**Direction:** In the part of the listing that opens with the line containing "Report the position of each instance of the chimney" and closes with the line containing "[[157, 110], [257, 101]]", rename "chimney" to "flue". Write out that part again with nothing else altered.

Location identification entries:
***

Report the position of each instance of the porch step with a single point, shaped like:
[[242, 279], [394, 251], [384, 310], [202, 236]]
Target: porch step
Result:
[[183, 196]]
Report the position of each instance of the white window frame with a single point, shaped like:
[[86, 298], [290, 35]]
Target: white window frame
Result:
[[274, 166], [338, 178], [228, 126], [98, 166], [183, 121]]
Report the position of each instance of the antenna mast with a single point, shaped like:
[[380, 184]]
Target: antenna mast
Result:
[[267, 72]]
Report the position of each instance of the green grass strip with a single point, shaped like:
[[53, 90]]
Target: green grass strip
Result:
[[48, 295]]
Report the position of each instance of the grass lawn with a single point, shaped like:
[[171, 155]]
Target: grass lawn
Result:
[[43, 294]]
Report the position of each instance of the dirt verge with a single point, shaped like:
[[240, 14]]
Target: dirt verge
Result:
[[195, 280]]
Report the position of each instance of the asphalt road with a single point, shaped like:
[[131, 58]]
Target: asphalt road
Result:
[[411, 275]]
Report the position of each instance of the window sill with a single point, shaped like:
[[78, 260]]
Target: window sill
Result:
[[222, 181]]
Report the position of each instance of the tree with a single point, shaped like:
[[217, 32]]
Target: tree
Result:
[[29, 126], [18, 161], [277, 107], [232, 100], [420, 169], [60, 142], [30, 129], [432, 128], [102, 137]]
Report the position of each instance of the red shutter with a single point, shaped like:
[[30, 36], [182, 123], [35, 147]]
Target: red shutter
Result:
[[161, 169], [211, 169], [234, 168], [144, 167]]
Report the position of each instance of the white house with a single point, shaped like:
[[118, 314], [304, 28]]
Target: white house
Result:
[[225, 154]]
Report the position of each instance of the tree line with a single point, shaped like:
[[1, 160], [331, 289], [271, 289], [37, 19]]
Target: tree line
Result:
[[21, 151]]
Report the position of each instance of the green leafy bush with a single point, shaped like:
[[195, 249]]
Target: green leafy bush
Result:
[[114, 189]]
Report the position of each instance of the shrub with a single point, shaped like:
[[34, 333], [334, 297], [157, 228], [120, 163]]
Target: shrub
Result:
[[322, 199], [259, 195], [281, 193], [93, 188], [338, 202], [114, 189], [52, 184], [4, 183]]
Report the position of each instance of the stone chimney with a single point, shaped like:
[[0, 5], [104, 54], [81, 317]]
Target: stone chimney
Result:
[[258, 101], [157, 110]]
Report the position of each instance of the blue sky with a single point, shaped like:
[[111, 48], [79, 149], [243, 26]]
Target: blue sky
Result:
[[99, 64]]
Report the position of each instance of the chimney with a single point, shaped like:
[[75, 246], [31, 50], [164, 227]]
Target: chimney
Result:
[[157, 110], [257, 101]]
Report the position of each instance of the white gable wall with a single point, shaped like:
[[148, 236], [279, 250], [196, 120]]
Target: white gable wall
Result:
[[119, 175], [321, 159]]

***

**Response to this exercise:**
Report the position of each instance of the flue with a single point, shaped like:
[[75, 246], [31, 50], [164, 227]]
Target: flue
Result:
[[157, 110], [257, 101]]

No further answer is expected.